:: Aim ::
Write the next part of the write-up below about training an LSTM to produce Taylor expansions, starting right after its last line.

:: Text shown ::
# First Draft Submission for test for Symbolic Representations of Probability Amplitude for High Energy Physics (Parv Agarwal)

This submission is more a proof of concept than an actual submission, looking for feedback on the method before moving forward with improving the accuracy and ability of the method. 

Currently, we generate ranges of function combinations using the exponential and trigonometric functions and then encode them into a dataset using character encoding and then train a LSTM model on it. Since it's in the preliminary nature, not much attention has been paid to the accuracy of the model or the nature of the dataset, since the level of demonstration required is unclear.

## Verison of Events

I am not an experienced campaigner when it comes to sequence to sequence learning. To get my hands dirty, I first reproduced this tutorial on language translation from - https://analyticsindiamag.com/sequence-to-sequence-modeling-using-lstm-for-language-translation/ in order to get a handle of it. A lot of the code here is derived from there. I adapted the code for this specific use case.

In [1]:
from sympy import *
import matplotlib.pyplot as plt
import numpy as np

First, we must generate the dataset of the functions with their Taylor Expansions. In order to do that, we first create the Taylor method that expands the function to the fourth order based on the Taylor Expansion rules. We then create combinations of functions using the common functions - Exponential and the Trigonometric cos, sin and tan. For a better model, we would generally require a larger dataset that is more representative of all the types of functions present, however, this is more of a proof of concept. 

In [9]:
x = symbols("x")

""" Generating the dataset """

:: Data section ::
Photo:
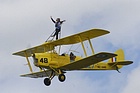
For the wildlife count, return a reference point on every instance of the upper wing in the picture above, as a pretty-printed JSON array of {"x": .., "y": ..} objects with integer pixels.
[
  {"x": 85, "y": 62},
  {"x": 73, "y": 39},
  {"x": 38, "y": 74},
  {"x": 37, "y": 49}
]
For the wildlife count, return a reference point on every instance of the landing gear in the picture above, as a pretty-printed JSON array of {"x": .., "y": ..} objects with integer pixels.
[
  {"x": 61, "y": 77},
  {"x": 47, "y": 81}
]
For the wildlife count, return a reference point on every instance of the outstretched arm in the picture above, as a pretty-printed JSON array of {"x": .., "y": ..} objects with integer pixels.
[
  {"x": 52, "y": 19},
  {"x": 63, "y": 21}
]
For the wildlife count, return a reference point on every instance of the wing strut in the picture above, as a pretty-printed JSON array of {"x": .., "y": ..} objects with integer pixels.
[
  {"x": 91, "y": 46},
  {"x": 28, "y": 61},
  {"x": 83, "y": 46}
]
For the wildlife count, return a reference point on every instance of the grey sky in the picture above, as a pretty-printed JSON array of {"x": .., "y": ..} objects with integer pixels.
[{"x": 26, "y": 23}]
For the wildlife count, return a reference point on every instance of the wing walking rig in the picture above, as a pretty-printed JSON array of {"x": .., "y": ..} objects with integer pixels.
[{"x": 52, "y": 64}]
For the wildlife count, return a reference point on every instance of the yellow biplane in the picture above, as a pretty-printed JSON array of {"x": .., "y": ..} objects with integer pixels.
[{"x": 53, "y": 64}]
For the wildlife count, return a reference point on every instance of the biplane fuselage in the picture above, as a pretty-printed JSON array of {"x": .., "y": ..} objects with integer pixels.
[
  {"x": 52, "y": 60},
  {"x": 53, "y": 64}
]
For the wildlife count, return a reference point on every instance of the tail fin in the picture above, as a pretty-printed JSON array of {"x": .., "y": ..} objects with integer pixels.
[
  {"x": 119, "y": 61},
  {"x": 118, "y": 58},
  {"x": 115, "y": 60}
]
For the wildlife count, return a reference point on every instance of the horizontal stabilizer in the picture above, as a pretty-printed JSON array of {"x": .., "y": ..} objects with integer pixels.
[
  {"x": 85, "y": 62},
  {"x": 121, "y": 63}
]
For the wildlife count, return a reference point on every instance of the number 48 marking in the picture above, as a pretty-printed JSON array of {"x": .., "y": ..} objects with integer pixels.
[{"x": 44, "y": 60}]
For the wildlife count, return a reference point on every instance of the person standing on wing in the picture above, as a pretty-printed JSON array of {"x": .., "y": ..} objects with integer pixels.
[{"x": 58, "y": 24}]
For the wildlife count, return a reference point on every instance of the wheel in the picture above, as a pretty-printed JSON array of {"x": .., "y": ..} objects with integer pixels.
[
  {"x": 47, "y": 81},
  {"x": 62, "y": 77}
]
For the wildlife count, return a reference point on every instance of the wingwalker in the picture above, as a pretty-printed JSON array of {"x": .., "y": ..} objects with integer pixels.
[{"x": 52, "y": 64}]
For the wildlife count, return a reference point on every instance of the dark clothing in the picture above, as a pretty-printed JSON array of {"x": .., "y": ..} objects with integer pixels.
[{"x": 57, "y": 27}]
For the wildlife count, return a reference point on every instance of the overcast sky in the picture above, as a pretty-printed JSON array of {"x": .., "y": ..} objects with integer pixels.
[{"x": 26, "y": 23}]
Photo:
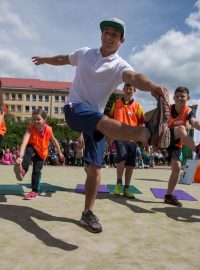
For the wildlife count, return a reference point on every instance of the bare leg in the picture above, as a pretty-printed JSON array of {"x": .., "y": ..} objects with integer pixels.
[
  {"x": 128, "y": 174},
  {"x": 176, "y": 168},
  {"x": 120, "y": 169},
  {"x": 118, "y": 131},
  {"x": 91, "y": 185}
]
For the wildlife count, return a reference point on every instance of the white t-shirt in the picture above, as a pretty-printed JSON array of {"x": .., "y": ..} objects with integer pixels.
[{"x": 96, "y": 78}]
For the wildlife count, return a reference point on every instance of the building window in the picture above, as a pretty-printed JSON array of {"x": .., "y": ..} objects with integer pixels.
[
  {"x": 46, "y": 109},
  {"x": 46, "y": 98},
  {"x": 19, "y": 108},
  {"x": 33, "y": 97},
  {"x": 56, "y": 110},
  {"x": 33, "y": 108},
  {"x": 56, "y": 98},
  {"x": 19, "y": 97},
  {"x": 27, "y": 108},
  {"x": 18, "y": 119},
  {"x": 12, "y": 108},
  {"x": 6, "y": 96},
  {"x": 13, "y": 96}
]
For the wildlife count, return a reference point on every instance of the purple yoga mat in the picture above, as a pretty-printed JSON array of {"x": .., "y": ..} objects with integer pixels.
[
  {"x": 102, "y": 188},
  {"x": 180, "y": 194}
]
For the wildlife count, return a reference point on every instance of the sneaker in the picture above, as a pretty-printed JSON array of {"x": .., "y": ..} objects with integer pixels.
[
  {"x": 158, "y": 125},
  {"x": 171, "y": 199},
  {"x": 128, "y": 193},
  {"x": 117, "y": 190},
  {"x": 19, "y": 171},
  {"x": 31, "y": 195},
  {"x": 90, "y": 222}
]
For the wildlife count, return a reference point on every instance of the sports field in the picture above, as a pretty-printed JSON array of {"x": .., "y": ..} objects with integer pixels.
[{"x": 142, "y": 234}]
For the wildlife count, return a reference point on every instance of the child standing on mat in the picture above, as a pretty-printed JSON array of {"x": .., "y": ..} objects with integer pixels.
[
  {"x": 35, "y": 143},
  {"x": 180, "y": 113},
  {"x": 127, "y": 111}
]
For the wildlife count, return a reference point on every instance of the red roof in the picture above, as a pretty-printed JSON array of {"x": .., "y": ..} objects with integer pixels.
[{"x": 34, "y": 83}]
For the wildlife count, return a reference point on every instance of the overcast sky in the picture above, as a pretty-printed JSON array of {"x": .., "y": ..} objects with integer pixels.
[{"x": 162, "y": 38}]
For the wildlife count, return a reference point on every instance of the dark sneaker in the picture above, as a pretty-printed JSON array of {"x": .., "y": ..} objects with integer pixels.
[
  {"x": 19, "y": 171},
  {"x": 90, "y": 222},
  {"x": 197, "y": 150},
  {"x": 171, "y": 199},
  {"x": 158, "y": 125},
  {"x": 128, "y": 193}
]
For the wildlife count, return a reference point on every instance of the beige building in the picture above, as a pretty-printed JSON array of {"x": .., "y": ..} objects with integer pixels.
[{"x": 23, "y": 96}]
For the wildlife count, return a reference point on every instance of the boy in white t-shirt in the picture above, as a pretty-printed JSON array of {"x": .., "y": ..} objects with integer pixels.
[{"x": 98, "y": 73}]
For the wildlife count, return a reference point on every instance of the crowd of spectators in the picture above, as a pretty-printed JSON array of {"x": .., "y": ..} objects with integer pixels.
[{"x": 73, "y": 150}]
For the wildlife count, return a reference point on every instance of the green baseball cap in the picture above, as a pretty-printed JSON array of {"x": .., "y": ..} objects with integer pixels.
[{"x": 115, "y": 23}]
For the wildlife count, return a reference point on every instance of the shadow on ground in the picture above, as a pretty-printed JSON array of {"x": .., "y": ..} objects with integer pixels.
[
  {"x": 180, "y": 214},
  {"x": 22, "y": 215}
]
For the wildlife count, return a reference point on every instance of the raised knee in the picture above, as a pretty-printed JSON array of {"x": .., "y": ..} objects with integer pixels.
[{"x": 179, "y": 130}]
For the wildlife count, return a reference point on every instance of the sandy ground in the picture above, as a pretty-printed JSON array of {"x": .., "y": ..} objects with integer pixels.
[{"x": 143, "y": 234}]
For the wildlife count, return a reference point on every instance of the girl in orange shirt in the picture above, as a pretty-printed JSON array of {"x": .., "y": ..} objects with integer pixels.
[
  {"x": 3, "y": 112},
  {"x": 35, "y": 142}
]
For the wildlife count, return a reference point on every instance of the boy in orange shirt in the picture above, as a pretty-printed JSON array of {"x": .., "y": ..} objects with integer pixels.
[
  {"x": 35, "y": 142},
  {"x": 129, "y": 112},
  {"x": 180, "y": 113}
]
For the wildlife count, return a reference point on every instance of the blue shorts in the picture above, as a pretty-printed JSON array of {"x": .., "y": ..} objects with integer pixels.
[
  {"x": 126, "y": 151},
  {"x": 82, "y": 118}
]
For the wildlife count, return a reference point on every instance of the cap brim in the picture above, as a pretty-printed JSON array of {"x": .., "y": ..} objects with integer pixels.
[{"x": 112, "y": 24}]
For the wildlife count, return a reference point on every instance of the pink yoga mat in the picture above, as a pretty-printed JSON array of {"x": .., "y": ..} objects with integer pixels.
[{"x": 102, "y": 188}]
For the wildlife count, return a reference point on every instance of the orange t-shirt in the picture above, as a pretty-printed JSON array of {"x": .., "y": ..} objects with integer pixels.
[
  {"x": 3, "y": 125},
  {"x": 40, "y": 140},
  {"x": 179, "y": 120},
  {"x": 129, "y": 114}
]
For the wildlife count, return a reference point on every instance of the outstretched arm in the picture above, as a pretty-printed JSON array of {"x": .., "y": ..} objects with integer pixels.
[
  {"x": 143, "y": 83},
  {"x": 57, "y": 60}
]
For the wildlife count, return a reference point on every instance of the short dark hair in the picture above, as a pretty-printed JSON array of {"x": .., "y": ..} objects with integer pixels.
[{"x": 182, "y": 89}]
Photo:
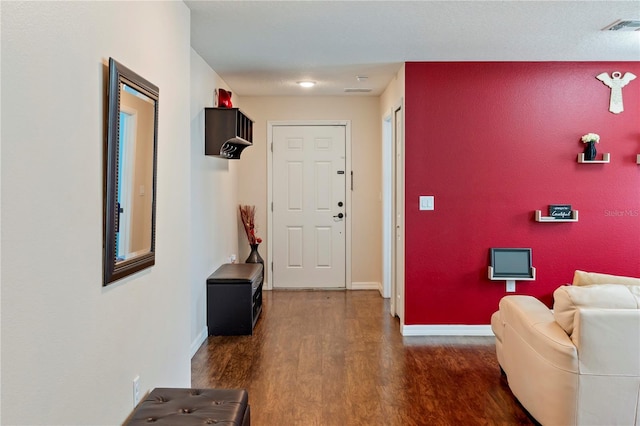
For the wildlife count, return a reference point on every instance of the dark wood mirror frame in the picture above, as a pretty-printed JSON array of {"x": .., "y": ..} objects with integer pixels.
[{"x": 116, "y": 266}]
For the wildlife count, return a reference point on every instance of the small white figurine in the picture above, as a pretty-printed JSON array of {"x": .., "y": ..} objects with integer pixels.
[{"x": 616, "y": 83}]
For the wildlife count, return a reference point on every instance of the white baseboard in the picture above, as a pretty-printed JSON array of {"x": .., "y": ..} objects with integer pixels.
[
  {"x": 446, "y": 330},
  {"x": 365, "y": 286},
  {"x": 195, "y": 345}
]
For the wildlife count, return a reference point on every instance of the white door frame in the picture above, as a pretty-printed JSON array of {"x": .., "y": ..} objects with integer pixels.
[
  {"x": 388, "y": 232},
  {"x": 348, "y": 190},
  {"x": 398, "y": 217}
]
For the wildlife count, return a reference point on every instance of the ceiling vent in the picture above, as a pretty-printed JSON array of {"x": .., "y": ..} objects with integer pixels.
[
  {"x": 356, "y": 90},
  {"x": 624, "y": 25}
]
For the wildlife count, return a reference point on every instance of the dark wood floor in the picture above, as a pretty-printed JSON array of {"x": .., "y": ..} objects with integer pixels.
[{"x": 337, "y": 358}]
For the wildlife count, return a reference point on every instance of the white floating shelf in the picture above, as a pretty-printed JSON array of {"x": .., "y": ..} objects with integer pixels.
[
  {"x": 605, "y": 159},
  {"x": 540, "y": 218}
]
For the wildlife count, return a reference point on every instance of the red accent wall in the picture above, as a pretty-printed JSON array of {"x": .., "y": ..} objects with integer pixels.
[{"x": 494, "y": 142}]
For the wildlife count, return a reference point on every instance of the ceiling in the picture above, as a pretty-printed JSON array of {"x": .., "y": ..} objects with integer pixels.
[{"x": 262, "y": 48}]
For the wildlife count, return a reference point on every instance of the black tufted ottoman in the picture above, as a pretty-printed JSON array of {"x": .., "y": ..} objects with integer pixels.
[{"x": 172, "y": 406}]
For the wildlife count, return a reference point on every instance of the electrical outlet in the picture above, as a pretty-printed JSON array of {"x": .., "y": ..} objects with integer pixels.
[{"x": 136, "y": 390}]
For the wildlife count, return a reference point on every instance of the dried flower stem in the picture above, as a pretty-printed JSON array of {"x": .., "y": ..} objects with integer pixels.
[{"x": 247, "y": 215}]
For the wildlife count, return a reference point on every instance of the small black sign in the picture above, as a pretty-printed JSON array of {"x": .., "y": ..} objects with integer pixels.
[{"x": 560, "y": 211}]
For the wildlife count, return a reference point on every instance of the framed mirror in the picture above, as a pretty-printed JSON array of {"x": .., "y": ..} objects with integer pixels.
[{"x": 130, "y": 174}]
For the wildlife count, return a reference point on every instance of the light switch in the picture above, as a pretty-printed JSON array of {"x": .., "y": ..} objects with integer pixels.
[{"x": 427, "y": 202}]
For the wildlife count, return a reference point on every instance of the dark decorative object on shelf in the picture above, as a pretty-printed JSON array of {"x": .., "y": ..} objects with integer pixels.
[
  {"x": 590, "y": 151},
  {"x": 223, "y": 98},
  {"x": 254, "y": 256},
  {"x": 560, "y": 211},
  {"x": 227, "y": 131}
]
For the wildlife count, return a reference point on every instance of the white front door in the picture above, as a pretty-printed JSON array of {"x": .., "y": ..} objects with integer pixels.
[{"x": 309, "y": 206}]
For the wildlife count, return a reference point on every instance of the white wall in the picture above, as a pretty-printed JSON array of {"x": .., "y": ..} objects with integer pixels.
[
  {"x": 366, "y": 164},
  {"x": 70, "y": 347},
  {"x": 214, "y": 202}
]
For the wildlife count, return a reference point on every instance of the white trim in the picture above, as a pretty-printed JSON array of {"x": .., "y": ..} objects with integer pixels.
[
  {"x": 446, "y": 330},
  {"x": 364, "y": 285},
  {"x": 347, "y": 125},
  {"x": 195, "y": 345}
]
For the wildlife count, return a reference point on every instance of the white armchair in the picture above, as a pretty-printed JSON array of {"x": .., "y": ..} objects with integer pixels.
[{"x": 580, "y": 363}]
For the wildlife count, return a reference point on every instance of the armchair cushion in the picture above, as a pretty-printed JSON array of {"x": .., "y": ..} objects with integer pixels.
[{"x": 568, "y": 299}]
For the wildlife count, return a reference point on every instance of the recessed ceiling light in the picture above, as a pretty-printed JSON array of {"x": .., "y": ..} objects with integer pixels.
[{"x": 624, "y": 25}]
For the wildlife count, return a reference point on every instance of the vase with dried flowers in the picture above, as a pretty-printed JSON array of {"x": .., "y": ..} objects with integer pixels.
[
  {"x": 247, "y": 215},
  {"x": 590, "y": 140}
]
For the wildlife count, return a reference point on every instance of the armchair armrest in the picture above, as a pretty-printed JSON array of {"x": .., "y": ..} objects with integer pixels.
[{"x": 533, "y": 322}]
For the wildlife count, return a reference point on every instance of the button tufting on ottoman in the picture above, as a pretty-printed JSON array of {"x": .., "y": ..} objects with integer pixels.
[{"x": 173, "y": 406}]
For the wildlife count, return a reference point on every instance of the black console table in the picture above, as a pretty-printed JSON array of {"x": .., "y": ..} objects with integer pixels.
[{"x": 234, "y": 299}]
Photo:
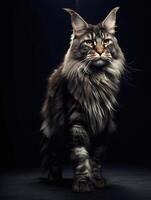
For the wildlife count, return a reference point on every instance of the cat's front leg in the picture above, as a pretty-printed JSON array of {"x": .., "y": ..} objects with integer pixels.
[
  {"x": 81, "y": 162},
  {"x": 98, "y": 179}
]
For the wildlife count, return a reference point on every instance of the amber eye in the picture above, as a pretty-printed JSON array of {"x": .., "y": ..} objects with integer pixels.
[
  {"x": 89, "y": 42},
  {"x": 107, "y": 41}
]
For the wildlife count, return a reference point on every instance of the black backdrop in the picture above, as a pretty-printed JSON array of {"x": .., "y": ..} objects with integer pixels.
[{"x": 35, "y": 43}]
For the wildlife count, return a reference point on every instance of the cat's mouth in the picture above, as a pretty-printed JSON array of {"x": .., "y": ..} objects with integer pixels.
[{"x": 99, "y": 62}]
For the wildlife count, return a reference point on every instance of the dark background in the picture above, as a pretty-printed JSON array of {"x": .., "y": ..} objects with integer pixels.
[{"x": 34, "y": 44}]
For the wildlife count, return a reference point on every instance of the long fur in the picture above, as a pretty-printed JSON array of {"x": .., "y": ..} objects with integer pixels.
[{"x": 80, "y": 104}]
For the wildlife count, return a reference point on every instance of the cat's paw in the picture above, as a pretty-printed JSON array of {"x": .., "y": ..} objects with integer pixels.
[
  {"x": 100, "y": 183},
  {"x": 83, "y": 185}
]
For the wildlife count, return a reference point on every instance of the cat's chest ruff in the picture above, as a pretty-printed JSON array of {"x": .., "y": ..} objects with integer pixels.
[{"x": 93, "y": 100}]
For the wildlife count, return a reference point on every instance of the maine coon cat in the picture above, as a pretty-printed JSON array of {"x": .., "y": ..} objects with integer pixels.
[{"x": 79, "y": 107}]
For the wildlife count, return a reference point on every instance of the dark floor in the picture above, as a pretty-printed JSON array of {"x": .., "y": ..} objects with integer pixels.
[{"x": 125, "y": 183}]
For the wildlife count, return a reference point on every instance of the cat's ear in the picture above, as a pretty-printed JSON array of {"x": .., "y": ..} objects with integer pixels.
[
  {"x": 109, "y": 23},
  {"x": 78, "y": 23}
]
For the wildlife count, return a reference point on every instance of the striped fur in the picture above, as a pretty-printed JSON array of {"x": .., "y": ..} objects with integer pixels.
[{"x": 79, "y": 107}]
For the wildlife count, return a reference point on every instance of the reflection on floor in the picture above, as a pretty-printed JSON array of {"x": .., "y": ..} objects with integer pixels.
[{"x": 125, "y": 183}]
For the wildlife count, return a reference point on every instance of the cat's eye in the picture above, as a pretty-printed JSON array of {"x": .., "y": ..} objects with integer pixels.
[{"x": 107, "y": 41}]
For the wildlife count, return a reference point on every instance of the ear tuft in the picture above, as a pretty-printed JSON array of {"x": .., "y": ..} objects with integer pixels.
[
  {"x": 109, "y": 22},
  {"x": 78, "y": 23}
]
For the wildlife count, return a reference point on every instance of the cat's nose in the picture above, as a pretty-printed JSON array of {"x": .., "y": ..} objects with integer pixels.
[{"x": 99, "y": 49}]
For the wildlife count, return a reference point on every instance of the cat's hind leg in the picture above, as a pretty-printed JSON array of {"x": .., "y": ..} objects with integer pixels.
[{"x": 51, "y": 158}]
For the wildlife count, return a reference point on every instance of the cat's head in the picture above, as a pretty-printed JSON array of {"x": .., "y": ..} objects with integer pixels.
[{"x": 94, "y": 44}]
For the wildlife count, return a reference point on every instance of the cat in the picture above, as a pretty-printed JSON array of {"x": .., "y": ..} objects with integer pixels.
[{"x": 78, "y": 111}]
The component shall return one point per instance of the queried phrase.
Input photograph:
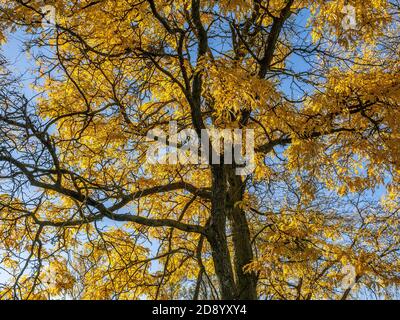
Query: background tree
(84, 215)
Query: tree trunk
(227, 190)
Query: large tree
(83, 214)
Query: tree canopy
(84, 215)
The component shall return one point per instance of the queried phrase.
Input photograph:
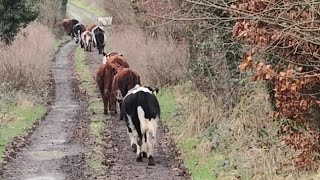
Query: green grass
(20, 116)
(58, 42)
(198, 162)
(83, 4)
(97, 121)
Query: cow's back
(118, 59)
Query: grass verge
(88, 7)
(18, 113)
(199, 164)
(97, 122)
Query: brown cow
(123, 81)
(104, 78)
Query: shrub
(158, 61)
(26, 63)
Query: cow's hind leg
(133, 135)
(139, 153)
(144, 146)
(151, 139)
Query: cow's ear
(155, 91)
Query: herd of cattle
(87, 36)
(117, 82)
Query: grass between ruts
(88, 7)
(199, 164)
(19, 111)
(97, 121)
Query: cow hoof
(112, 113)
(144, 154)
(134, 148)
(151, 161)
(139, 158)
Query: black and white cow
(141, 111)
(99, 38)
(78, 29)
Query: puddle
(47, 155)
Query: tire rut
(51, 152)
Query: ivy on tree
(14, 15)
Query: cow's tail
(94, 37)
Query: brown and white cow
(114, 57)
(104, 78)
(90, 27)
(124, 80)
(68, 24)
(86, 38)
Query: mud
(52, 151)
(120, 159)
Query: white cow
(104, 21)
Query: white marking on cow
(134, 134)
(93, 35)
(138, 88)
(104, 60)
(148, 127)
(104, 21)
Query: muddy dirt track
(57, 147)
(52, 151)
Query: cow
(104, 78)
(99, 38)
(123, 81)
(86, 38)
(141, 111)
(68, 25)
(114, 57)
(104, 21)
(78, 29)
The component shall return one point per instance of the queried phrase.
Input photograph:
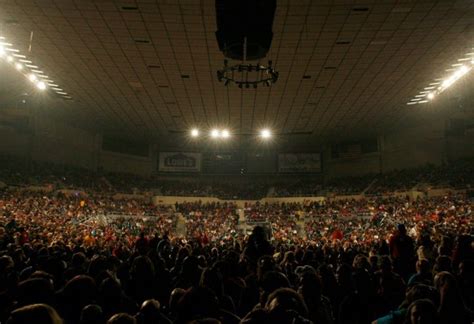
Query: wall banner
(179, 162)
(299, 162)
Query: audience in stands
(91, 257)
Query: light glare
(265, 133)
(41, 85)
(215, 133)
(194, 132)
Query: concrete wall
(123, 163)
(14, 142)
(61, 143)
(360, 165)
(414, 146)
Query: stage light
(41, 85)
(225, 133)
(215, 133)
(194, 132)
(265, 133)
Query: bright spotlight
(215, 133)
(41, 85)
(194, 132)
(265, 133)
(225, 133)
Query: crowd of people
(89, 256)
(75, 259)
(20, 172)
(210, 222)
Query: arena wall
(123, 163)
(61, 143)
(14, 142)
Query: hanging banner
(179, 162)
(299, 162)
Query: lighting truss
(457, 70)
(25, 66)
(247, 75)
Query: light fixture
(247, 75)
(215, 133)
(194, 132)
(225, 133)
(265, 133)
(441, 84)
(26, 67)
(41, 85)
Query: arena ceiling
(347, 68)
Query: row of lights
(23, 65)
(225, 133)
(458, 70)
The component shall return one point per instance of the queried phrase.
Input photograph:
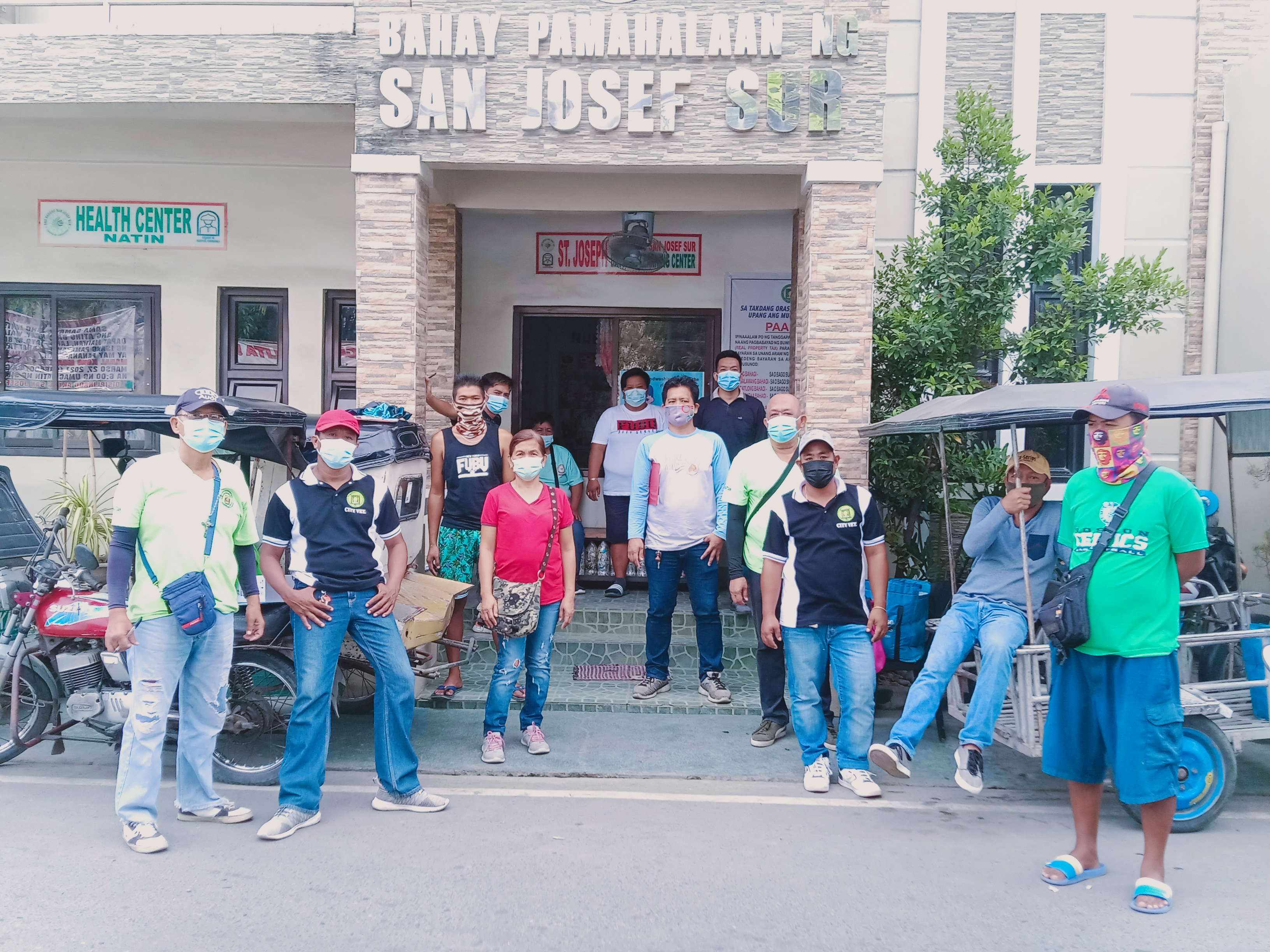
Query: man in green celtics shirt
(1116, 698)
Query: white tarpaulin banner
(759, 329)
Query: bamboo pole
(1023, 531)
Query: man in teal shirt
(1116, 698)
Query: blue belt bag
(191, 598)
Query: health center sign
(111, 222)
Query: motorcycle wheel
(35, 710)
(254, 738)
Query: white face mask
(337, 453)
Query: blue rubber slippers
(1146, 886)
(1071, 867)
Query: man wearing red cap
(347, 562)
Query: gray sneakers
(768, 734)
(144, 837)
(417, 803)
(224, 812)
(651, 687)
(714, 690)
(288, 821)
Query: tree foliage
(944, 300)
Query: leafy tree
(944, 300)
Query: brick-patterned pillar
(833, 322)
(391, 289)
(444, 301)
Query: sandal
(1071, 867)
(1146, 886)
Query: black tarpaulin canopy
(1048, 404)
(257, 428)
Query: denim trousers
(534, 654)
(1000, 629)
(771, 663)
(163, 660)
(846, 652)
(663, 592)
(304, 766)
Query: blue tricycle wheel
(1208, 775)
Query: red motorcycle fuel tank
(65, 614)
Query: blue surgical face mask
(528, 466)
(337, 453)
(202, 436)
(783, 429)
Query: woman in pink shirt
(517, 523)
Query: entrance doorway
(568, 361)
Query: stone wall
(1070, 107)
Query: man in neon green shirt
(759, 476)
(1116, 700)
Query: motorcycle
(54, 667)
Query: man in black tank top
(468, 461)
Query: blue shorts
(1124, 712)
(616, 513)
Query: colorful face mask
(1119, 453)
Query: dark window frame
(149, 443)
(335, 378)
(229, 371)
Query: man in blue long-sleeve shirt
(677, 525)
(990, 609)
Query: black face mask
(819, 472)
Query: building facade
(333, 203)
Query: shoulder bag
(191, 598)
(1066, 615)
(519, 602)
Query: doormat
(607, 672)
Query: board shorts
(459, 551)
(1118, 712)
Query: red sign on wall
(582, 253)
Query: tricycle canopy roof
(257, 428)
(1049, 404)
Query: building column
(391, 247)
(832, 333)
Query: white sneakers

:: Written reply ::
# Taylor approximation at x0 of the function 'function'
def taylor(function,x0,n):
    i = 0
    p = 0
    while i <= n:
        p = Add(p, (function.diff(x,i).subs(x,x0))/(factorial(i))*(x-x0)**i) # subs evaluates the function
        i += 1
    return p


function_operators = [cos(x), sin(x), exp(x), tan(x)]
# Create ranges of expressions using the three operators to Taylor expand and create dataset

function_dataset = []

for pow in range(0, 6):
    for i in range(0, len(function_operators)):
        for j in range(0, len(function_operators)):
            function_dataset.append(function_operators[i]**pow * function_operators[j])
            function_dataset.append(function_operators[i] * function_operators[j]**pow)



taylor_rep = [taylor(i,0,4) for i in function_dataset]

for i in range(0,10):
  print(f"{function_dataset[i]} - {taylor_rep[i]}")

cos(x) - x**4/24 - x**2/2 + 1
cos(x) - x**4/24 - x**2/2 + 1
sin(x) - -x**3/6 + x
cos(x) - x**4/24 - x**2/2 + 1
exp(x) - x**4/24 + x**3/6 + x**2/2 + x + 1
cos(x) - x**4/24 - x**2/2 + 1
tan(x) - x**3/3 + x
cos(x) - x**4/24 - x**2/2 + 1
cos(x) - x**4/24 - x**2/2 + 1
sin(x) - -x**3/6 + x


Now we can start preparing the preprocessing for training a LSTM model. We seperate the input and target sequences based on the Functions and their Taylor representations and prepare the number of tokens for input and target sequences.

In [10]:
from keras.models import Model
from keras.layers import Input, LSTM, Dense
from keras.utils import *
from keras.initializers import *
import tensorflow as tf
import time, random


# Hyperparameters
batch_size = 64
latent_dim = 256
num_samples = 10000

# Vectorizing data
input_texts = []
target_texts = []
input_chars = set()
target_chars = set()

In [11]:

for i in range(0, len(function_dataset)):
  input_text, target_text = str(function_dataset[i]), str(taylor_rep[i])  
  target_text = '\t' + target_text + '\n'
  input_texts.append(input_text)
  target_texts.append(target_text)
  for char in input_text:
      if char not in input_chars:
          input_chars.add(char)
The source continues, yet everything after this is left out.